I'd like the line containing "the green ceramic" and every line below it, to the end of the material, repeated exactly and with nothing else.

[Opening Supplied data section]

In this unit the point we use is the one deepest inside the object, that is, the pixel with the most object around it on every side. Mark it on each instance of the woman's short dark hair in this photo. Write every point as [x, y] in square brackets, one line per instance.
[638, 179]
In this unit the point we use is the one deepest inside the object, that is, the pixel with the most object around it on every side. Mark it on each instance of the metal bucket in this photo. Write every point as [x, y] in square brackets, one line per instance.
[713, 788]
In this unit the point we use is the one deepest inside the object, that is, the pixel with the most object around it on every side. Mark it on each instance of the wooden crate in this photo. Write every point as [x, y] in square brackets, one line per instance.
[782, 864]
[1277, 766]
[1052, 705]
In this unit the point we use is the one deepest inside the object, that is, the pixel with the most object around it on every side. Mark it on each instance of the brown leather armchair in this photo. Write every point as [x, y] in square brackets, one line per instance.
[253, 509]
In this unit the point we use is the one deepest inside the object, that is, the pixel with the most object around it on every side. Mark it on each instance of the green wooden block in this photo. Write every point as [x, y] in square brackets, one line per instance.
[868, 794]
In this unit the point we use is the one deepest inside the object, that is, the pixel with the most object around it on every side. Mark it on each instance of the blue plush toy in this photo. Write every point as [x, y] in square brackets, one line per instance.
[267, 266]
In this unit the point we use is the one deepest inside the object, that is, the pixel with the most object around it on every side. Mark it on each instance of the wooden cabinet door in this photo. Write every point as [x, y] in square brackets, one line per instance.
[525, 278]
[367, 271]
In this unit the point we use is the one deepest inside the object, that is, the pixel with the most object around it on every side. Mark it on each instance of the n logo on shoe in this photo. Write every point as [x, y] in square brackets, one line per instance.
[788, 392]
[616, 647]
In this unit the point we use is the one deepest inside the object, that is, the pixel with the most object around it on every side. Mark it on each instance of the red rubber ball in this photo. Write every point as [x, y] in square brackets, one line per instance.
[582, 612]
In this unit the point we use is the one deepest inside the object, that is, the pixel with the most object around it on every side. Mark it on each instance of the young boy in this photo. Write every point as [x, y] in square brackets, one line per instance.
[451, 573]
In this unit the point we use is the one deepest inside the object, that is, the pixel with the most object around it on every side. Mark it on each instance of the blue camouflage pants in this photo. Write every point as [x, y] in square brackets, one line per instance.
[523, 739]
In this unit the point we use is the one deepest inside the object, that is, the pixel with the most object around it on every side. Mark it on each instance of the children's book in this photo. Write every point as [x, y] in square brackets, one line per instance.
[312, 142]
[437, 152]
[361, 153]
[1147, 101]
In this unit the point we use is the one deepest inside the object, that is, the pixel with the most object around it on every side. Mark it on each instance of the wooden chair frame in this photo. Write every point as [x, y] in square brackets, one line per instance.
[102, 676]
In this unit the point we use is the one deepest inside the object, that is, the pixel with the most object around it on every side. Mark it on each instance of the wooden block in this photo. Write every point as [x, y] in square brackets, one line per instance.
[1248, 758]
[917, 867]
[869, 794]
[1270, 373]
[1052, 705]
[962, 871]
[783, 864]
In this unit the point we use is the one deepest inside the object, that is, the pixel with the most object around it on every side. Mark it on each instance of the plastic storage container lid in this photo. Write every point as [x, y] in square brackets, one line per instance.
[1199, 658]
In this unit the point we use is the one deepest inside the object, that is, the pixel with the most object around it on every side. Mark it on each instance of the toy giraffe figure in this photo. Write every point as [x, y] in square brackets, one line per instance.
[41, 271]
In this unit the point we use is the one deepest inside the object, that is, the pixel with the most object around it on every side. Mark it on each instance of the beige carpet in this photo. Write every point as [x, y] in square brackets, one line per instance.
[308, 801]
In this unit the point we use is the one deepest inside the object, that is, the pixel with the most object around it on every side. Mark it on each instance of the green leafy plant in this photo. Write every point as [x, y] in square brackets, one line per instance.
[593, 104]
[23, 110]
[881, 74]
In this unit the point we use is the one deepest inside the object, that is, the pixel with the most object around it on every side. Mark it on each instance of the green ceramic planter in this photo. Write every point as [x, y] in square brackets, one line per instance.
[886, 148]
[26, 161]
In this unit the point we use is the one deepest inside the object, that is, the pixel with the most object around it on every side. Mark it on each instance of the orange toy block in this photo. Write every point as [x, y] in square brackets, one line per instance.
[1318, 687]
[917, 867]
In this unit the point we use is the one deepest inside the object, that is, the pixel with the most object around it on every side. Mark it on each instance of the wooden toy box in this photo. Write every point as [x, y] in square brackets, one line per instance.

[Closing Supplied data section]

Exercise answer:
In this unit the point we use is the one deepest inside the object, that is, the pixel with the most object around it on every side. Mark it on each instance of the green ceramic planter in this photo. Write every point as [x, y] in square brackets, one line per instance.
[886, 148]
[26, 161]
In this unit the point we use is the one deepest inside the object, that is, the pixel with the most object around it on every side. Mark it on each instance of the orange toy block in this photo. Write every point as [x, y] in square brackets, one line per instance.
[1318, 687]
[917, 867]
In this unit the point we use is the one deepest inside the object, that is, the pixel with the most object around it on every side. Mark it on each instance of the wooden toy box in this photo. Write every point as [x, y] in square brackets, one line per instance.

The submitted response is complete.